──────── DATA EXCERPTS

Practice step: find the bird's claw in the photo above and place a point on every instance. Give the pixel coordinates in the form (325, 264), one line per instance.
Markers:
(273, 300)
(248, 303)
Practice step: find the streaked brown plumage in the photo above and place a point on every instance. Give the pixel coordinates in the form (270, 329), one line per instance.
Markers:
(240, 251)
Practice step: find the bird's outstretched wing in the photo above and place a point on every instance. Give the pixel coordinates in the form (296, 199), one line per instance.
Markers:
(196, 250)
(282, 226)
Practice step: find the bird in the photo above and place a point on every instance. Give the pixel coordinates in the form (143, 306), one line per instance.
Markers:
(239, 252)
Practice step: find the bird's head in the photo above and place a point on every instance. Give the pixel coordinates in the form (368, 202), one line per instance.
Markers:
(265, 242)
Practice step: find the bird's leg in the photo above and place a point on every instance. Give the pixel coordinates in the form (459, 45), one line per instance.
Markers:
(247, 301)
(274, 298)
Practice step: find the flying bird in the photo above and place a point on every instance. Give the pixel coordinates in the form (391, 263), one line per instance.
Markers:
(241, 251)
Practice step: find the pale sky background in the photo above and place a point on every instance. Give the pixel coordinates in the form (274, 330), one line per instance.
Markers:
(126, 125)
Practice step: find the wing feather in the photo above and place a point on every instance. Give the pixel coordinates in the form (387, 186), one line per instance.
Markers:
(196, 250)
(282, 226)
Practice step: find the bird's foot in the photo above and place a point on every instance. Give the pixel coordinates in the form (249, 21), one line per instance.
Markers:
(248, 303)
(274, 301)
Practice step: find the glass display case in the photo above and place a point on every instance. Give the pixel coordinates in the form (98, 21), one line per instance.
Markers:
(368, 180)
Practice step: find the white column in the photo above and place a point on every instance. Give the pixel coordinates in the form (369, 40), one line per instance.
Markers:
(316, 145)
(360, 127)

────────────────
──────── DATA EXCERPTS

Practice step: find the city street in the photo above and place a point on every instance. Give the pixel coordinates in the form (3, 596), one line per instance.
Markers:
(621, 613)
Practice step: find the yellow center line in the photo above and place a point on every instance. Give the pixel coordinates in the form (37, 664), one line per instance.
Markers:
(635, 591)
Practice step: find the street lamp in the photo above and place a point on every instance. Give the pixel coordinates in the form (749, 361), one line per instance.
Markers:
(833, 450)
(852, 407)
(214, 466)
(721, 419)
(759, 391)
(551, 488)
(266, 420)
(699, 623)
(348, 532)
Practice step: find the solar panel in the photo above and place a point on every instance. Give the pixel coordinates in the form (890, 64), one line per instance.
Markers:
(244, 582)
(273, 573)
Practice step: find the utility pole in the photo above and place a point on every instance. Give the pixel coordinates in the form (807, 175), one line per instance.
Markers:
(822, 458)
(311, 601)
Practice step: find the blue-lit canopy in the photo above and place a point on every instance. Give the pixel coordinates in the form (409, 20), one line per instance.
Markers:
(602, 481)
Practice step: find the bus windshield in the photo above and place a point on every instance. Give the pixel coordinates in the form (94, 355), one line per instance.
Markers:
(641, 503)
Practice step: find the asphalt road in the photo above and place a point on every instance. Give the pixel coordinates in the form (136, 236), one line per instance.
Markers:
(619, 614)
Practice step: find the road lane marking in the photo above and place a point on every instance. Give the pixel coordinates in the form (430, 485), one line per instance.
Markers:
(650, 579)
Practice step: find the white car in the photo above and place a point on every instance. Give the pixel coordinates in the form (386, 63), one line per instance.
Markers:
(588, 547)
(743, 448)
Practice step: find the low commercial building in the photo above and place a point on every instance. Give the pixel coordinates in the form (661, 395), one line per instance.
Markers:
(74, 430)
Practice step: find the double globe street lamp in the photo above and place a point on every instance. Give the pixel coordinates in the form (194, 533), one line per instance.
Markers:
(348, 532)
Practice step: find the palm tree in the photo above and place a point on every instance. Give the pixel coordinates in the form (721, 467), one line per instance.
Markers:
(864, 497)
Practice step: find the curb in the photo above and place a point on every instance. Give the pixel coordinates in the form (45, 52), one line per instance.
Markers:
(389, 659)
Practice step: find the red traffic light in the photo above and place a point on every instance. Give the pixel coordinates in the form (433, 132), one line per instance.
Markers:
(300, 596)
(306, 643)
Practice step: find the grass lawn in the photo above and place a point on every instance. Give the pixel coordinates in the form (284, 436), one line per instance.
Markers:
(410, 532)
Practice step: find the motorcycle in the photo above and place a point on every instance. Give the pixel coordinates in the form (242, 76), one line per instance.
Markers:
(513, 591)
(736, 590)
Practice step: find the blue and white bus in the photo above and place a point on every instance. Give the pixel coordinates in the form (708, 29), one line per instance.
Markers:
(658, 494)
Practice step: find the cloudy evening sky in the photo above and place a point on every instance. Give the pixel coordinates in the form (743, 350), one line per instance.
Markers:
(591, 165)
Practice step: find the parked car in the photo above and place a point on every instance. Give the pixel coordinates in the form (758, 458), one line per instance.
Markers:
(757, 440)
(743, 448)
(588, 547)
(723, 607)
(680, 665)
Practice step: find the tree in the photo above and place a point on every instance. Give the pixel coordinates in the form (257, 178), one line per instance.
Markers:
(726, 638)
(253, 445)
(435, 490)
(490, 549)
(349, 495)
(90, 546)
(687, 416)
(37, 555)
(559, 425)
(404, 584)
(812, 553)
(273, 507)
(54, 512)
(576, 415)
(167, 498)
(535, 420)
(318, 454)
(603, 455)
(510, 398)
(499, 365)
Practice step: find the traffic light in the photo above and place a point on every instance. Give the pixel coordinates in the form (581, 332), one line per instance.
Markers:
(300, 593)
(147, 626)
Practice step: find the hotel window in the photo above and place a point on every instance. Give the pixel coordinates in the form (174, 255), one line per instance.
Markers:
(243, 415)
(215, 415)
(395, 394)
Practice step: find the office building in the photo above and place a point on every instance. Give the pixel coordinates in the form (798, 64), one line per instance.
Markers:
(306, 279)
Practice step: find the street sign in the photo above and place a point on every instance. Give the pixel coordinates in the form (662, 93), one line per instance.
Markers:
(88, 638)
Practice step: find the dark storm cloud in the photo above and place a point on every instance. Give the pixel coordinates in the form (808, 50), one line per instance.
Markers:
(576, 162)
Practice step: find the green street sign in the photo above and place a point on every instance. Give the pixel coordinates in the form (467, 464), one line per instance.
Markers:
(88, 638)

────────────────
──────── DATA EXCERPTS

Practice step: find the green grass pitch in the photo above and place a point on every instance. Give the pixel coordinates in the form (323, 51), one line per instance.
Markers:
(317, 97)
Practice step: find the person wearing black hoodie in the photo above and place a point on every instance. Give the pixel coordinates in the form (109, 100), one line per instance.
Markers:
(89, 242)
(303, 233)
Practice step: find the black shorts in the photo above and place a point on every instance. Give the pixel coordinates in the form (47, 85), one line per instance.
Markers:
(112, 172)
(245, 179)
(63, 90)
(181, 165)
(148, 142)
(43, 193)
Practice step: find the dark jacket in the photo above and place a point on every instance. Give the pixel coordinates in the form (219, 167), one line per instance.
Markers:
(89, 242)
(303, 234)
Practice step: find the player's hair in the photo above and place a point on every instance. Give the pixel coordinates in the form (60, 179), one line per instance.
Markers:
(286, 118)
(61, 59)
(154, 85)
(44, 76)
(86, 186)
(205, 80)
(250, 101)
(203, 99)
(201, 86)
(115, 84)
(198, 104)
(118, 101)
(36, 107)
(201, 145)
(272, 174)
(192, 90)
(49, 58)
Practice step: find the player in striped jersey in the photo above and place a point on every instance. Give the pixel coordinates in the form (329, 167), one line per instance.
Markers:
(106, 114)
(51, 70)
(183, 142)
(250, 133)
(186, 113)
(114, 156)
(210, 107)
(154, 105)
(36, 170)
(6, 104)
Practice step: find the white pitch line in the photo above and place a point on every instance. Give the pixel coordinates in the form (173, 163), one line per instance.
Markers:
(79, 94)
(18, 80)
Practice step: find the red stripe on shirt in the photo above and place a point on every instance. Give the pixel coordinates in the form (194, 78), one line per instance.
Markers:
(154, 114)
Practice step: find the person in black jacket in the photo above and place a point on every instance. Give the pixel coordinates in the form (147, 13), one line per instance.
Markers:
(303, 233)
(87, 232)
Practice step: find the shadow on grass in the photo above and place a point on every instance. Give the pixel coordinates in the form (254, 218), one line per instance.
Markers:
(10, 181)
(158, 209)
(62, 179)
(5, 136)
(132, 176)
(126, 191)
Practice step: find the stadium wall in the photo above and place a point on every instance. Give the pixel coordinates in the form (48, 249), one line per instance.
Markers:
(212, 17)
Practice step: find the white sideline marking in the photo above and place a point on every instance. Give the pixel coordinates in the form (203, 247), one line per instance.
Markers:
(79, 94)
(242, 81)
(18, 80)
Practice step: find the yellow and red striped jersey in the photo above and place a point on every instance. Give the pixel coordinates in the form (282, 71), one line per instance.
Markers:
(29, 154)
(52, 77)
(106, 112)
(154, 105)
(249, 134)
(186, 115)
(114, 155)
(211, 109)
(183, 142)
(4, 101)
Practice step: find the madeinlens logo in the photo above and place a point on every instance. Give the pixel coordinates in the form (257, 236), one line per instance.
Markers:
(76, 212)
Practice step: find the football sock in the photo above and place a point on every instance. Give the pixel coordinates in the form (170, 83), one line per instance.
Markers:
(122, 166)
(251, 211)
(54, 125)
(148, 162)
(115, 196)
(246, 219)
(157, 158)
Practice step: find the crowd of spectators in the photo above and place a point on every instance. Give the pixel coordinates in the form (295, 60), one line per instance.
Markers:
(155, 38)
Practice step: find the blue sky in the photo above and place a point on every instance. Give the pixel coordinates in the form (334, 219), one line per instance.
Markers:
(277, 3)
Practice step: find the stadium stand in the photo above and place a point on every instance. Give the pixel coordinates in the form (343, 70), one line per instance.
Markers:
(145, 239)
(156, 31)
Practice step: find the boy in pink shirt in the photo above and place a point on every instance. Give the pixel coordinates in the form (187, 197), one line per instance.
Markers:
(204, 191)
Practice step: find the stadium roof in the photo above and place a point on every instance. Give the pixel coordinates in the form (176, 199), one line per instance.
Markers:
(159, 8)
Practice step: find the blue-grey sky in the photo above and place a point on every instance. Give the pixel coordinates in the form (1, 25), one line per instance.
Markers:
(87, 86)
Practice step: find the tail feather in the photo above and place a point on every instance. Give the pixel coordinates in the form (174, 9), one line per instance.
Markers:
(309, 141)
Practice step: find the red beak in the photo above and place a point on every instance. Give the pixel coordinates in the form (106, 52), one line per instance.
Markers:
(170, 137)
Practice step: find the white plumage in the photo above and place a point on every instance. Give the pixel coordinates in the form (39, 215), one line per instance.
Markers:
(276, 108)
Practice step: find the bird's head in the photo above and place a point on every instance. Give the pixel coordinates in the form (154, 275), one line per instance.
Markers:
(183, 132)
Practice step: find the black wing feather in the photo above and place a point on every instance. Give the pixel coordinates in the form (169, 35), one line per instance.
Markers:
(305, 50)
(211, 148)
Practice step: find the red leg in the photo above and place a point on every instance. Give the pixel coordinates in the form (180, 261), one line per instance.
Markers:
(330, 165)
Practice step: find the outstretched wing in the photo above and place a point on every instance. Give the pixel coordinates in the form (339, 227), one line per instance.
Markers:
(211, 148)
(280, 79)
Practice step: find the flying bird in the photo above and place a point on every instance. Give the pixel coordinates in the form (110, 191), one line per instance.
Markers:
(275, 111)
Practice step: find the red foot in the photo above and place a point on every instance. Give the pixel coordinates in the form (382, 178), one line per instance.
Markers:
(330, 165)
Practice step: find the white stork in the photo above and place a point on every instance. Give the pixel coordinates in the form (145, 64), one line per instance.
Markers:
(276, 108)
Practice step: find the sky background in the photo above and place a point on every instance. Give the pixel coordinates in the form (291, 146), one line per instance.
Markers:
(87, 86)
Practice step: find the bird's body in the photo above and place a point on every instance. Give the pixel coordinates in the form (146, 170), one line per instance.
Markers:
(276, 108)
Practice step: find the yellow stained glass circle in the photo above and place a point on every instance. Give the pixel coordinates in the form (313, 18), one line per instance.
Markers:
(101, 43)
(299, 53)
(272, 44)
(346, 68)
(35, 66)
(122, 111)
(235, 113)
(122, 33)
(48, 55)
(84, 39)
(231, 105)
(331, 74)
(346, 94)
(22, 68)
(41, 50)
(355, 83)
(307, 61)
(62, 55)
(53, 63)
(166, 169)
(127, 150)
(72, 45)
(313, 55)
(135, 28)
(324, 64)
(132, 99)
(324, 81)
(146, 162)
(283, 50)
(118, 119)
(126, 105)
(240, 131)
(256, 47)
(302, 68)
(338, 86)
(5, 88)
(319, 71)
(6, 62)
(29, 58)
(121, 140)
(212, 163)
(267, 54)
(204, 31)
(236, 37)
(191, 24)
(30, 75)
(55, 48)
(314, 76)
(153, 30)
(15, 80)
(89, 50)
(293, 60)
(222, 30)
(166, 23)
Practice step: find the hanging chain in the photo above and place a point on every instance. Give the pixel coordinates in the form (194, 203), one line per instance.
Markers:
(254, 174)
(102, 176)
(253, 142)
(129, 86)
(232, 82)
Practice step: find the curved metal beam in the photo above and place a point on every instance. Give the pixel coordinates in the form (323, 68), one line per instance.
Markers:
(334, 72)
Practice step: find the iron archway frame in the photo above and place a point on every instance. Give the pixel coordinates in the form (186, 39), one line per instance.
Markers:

────────────────

Go through the material above and copy out every line that contains the string "road".

Practice step: find the asphalt road in the photo above and place a point on every instance. Give the pixel coordinates in the form (136, 236), one line per instance.
Practice step: find the road lane marking in the photo above and place a point on every instance. Give the pixel coordinates in the form (430, 485), one line per instance.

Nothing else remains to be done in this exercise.